- [Given request]:
Arrange the part of the data that opens with the line containing "I need bounding boxes for every white boat" and closes with the line containing "[128,0,174,393]" as a Markdown table with columns named Row and Line. Give each line its row number and skip blank lines.

- [Entries]:
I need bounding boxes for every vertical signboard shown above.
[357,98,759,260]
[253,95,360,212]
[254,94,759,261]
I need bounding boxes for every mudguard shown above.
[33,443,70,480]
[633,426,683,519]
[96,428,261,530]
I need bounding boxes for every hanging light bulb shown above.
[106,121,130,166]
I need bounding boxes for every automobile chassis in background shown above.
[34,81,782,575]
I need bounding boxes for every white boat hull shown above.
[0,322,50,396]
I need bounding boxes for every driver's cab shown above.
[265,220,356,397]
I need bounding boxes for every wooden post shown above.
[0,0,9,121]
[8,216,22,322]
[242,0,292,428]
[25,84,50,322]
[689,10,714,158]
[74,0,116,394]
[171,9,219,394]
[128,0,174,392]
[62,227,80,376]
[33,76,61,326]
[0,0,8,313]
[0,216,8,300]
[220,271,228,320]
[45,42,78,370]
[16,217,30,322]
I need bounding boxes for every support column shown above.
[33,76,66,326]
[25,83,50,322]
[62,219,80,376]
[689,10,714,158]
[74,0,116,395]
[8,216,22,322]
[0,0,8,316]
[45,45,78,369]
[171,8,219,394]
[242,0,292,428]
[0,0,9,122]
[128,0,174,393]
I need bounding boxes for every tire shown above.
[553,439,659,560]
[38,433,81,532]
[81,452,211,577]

==

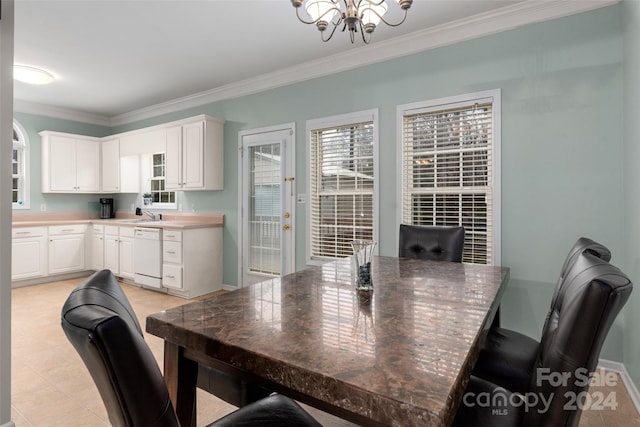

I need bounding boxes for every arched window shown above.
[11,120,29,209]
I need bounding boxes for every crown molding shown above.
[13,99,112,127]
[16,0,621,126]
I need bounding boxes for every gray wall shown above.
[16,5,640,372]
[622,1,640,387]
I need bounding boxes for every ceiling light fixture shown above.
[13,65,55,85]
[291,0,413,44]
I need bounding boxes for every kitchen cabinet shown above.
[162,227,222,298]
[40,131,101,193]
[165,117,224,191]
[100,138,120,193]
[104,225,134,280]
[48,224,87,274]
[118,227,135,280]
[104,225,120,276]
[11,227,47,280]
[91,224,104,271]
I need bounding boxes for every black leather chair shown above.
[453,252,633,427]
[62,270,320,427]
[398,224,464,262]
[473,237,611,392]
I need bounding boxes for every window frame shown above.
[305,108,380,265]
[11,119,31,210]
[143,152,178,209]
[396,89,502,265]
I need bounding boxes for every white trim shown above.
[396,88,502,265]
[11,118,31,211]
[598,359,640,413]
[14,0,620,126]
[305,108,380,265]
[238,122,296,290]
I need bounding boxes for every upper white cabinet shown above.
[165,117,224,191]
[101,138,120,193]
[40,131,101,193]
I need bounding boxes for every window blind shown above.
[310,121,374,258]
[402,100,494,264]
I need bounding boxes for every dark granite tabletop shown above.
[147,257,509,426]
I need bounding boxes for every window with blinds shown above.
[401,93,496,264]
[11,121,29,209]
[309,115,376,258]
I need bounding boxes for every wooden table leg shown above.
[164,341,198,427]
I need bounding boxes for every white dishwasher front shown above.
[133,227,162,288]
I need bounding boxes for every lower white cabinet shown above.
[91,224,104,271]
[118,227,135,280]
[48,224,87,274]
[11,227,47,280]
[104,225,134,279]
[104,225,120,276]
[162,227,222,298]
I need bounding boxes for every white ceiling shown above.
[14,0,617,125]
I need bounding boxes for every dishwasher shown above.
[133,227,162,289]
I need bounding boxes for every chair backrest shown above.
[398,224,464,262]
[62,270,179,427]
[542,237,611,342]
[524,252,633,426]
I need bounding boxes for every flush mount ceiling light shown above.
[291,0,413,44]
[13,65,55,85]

==

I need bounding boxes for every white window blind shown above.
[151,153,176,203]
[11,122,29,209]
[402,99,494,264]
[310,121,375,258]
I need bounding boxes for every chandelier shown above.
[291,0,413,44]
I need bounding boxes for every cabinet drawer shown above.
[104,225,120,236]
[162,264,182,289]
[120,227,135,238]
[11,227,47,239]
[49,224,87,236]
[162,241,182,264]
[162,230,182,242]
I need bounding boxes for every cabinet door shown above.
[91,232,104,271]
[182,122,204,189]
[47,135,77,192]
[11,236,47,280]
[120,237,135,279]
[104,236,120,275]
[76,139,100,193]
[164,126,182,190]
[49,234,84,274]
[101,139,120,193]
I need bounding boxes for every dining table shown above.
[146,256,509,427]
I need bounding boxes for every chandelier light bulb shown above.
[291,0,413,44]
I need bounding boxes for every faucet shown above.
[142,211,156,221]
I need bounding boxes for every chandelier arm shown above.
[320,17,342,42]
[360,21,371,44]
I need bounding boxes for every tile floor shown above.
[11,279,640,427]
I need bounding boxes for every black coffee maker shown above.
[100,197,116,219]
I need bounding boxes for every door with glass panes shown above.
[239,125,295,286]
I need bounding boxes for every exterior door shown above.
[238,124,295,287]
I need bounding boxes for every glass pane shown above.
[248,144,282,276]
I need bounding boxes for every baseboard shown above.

- [Full answer]:
| Row | Line |
|---|---|
| 1 | I need bounding boxes for every white boat hull shown above. |
| 2 | [0,322,50,396] |
| 3 | I need bounding boxes for every driver's cab shown above. |
| 4 | [265,220,356,397] |
| 5 | I need bounding boxes for every wooden post shown above. |
| 6 | [0,0,9,121] |
| 7 | [8,216,22,322] |
| 8 | [242,0,292,428] |
| 9 | [25,84,50,322] |
| 10 | [689,10,714,158] |
| 11 | [74,0,116,394] |
| 12 | [171,9,219,394] |
| 13 | [128,0,174,392] |
| 14 | [62,227,80,376] |
| 15 | [33,76,61,326] |
| 16 | [0,0,8,313] |
| 17 | [0,216,8,300] |
| 18 | [220,271,228,320] |
| 19 | [45,42,78,370] |
| 20 | [16,217,30,322] |
| 21 | I need bounding boxes for every support column shown above. |
| 22 | [33,76,66,326] |
| 23 | [25,83,50,322] |
| 24 | [62,219,80,376] |
| 25 | [689,10,714,158] |
| 26 | [74,0,116,395] |
| 27 | [8,216,22,322] |
| 28 | [0,0,8,316] |
| 29 | [45,45,78,369] |
| 30 | [171,8,219,394] |
| 31 | [242,0,292,428] |
| 32 | [0,0,9,122] |
| 33 | [128,0,174,393] |